(Information supplied)
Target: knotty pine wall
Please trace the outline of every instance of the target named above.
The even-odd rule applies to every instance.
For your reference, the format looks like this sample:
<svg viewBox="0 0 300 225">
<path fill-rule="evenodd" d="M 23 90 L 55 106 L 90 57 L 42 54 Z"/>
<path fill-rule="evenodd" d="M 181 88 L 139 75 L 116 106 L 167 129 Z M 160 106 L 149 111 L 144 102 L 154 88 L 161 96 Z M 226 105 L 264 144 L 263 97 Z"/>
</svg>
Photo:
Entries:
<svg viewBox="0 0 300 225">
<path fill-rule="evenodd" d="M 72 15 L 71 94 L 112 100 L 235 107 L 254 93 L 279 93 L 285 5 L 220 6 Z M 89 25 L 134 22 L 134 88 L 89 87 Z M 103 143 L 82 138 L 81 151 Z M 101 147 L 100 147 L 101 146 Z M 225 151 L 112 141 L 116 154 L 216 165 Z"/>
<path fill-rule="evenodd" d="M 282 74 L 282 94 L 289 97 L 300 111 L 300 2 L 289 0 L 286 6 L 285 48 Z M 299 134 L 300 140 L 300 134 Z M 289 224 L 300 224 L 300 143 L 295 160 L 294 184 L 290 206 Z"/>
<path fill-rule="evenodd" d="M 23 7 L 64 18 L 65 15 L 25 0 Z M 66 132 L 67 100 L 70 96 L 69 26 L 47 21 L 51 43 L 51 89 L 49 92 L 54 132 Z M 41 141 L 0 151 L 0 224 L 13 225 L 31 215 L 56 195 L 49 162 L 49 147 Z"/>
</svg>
(End Information supplied)
* _Required work_
Please find how many lines of the entries above include the string "every", giving the number and nothing else.

* _Exercise solution_
2